▼
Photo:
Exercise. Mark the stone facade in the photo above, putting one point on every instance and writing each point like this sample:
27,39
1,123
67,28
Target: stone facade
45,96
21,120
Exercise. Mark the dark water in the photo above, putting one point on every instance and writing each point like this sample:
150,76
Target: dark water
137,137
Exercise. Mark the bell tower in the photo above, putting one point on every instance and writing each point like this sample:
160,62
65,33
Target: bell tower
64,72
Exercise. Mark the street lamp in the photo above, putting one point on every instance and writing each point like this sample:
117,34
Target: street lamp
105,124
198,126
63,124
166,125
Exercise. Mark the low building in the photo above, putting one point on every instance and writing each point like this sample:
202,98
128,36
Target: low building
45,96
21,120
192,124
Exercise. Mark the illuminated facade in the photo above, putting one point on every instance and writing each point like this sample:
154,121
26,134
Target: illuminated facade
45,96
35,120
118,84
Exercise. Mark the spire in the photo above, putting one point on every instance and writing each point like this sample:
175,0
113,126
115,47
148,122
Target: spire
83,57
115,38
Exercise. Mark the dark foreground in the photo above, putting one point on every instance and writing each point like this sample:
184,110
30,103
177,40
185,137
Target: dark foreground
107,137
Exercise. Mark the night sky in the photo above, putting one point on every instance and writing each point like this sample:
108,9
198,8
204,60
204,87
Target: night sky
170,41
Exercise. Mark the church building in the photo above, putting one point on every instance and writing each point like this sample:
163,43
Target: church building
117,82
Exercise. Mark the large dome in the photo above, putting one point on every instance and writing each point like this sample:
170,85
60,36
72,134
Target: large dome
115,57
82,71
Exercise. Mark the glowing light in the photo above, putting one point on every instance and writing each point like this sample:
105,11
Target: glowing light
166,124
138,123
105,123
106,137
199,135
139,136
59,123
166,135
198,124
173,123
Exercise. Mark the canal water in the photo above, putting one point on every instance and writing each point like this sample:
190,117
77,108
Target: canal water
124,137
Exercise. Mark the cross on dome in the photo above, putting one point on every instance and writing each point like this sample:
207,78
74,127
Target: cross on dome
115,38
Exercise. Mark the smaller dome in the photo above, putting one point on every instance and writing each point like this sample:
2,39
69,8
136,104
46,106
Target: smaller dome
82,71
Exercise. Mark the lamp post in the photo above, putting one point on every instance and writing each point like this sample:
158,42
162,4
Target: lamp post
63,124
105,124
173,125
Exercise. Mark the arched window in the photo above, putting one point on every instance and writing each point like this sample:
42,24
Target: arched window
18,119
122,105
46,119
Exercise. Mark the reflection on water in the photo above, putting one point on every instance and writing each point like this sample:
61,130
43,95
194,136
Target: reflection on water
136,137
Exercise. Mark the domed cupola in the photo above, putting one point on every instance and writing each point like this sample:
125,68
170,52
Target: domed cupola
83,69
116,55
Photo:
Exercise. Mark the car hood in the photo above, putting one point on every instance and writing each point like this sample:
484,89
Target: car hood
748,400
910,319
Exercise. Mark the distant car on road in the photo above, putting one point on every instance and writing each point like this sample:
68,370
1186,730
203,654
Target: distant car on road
▲
• PROBLEM DETAILS
All of the entries need to be reproduced exactly; please write them out.

• SOLUTION TO THIS TASK
Photo:
Exercise. Mark the stone facade in the photo above, putting one point on every instance and writing each point like this sample:
27,39
1,123
67,28
Target: stone facade
45,96
21,120
Exercise. Mark the dark water in the photo above, putting one point on every instance and writing each point like this sample:
150,76
Target: dark water
137,137
Exercise. Mark the bell tower in the photo above, putting one point on every instance and writing each point like this sample:
160,62
65,33
Target: bell tower
64,72
Exercise. Mark the street lamp in the photo above, putting one point on every instance and writing each point like this sample:
117,34
Target: street lamp
105,124
198,126
63,124
166,125
Exercise. Mark the low building in the photo above, putting one point on every instance and writing each point like this sample:
202,98
128,36
Target: low building
45,96
21,120
192,124
Exercise. Mark the illuminated facade in the photo above, putting one point on every instance and writing each point like this sample:
154,121
26,134
Target: illuminated facade
45,96
35,120
118,84
Exercise. Mark the spire in the photo above, putting one point on every instance and writing each point like this sample:
175,0
113,126
115,47
148,122
Target: spire
83,57
115,38
Exercise. Mark the dark foreground in the photo above, putting one point on every instance and writing each point like this sample:
184,110
30,103
177,40
185,137
Target: dark foreground
107,137
Exercise. Mark the night sky in the photo above, putting one point on every instance and writing each point like this sample:
108,9
198,8
204,60
204,87
Target: night sky
170,41
Exercise. Mark the church building in the photo above, putting one point on every instance and writing each point like this sample:
163,43
Target: church building
117,82
Exercise. Mark the large dome in the photo above, putting one point on every instance and writing each point like this sample:
170,85
60,36
72,134
Target: large dome
115,57
82,71
Exercise. Mark the glowing light in the photo above, putting one point on every instance and writing each point like this sample:
105,11
Target: glowing light
166,124
138,123
105,123
106,137
199,135
139,136
59,123
166,135
198,124
173,123
Exercise. Mark the canal water in the photo above, putting one point on every instance and writing each point like this sample:
190,117
77,108
Target: canal water
124,137
Exercise. Mark the cross on dome in the photo above, putting one point on every instance and writing each point like this sample:
207,78
74,127
Target: cross on dome
115,38
Exercise. Mark the smaller dome in the photo above, putting one point on every instance and writing each point like this sample:
2,39
69,8
136,104
46,106
Target: smaller dome
82,71
Exercise. Mark the lamp post in the photo above, putting one point on every instance and writing each point like this sample:
158,42
162,4
Target: lamp post
63,124
105,124
173,125
Exercise. Mark the arched window in the photo above, putting one point on every instance and writing each point like this sample:
42,24
Target: arched window
18,119
122,105
46,119
Exercise. Mark the reflection on water in the photo above, putting one point on every instance and writing each point like this sample:
61,130
43,95
194,136
Target: reflection on water
136,137
Exercise. Mark the domed cupola in the photo above, putting one point on every instance and writing each point like this sample:
125,68
170,52
Target: domed cupola
83,69
116,55
Photo:
Exercise. Mark the car hood in the photo above, putting one point on every instance and writing each point like this sample:
484,89
Target: car hood
748,400
910,319
Exercise. Mark the distant car on road in the photo above, putting one point on every instance and writing each point like this sample:
68,370
1186,730
203,654
Target: distant car on road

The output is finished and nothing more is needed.